Excerpted text:
----
What Is a BDSM Contract?
A BDSM contract is a written communication tool that helps consenting adults define roles, limits, expectations, safety signals, aftercare, privacy, and review dates before a power exchange or kink dynamic.
Most people use a BDSM contract template as a structured conversation guide rather than a formal legal document. A good template makes implicit expectations visible: what each person wants, what is off limits, how consent can be withdrawn, what happens after a scene, and when the agreement should be revisited.
This page is separate from our BDSM checklist. The checklist helps you sort Yes, No, Maybe, and Limit items. This BDSM contract generator turns agreed boundaries into a draft structure you can edit together. If you are still exploring broad preferences, start with the kink test or kink orientation scale test before drafting rules.
What to Include in a BDSM Contract Template
| Section | Purpose | Example Clause |
|---|---|---|
| Roles | Names the dynamic without locking anyone into a permanent identity. | Partner A and Partner B agree to use the listed roles only within the agreed context. |
| Consent | Clarifies that consent is ongoing, specific, and reversible. | Either partner may pause, slow down, or end the agreement at any time. |
| Limits | Separates hard limits from soft limits and Maybe items. | Hard limits are off the table unless the person who set them reopens the topic later. |
| Safewords | Creates clear stop and slow-down signals before they are needed. | The safeword stops the scene immediately; the slow-down word triggers a check-in. |
| Aftercare | Plans emotional and physical support after intensity. | Partners agree to the listed comfort, reassurance, hydration, and follow-up needs. |
| Review | Prevents stale rules from becoming pressure. | The agreement expires or must be reviewed on the selected date or after the selected period. |
BDSM Contract Example Workflow
1. Map limits
Use a checklist first so the contract does not skip boundaries or Maybe topics.
----
Extracted material:

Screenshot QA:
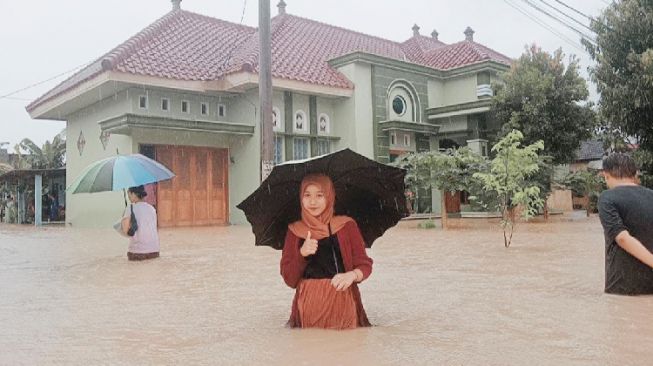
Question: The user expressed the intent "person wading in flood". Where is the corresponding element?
[281,174,372,329]
[599,154,653,295]
[121,186,159,261]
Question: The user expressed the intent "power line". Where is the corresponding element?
[540,0,594,32]
[0,62,90,99]
[522,0,595,42]
[503,0,585,52]
[554,0,594,20]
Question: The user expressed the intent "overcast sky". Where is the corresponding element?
[0,0,608,147]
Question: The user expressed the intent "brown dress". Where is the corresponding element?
[280,221,372,329]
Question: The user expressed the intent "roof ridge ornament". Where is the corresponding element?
[412,24,419,36]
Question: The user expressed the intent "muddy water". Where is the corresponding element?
[0,217,653,365]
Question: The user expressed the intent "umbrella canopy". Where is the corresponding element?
[236,149,409,249]
[68,154,175,193]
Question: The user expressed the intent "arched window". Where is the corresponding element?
[293,109,309,133]
[317,113,331,135]
[272,107,284,131]
[388,80,421,122]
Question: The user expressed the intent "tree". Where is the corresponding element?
[584,0,653,179]
[492,45,596,164]
[0,163,14,175]
[565,170,605,217]
[474,130,544,248]
[396,147,487,229]
[16,132,66,169]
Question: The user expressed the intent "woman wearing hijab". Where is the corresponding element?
[121,186,159,261]
[281,174,372,329]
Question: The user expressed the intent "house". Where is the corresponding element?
[27,0,511,227]
[569,140,606,172]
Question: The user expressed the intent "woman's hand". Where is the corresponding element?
[331,271,358,291]
[299,230,317,257]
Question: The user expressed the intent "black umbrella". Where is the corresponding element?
[236,149,409,249]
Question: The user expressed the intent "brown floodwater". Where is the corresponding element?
[0,216,653,365]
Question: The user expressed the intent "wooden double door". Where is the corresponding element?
[155,145,229,227]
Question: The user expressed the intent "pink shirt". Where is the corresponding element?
[123,202,159,253]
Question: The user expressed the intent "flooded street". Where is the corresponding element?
[0,217,653,365]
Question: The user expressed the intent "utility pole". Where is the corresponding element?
[258,0,274,181]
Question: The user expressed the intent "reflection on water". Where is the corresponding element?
[0,218,653,365]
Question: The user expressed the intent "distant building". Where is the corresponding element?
[27,0,511,226]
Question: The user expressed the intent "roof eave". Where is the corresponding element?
[218,71,354,98]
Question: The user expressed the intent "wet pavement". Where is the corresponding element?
[0,215,653,365]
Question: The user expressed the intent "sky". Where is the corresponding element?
[0,0,609,149]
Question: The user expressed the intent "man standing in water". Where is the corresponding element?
[599,154,653,295]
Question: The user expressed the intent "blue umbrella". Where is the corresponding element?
[67,154,175,194]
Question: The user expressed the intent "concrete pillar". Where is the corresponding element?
[34,174,43,226]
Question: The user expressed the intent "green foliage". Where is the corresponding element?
[585,0,653,172]
[474,130,544,247]
[564,170,607,216]
[15,133,66,169]
[394,147,488,227]
[492,46,596,164]
[0,163,14,175]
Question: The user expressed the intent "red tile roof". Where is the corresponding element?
[415,41,511,70]
[27,10,256,111]
[27,10,511,111]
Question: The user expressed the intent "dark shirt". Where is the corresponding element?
[300,234,345,279]
[599,186,653,295]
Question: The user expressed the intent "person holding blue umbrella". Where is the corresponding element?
[68,154,175,260]
[121,186,159,261]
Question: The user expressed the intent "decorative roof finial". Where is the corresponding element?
[465,27,474,41]
[413,24,419,36]
[277,0,286,15]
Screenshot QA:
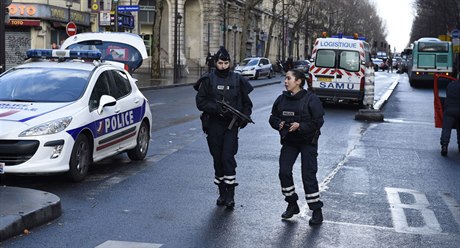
----
Exercise details: Can you return, word for word, everything in the BDSM contract text from "A BDSM contract is" down to "or kink dynamic."? The records stand apart from the BDSM contract text.

Response:
A BDSM contract is a written communication tool that helps consenting adults define roles, limits, expectations, safety signals, aftercare, privacy, and review dates before a power exchange or kink dynamic.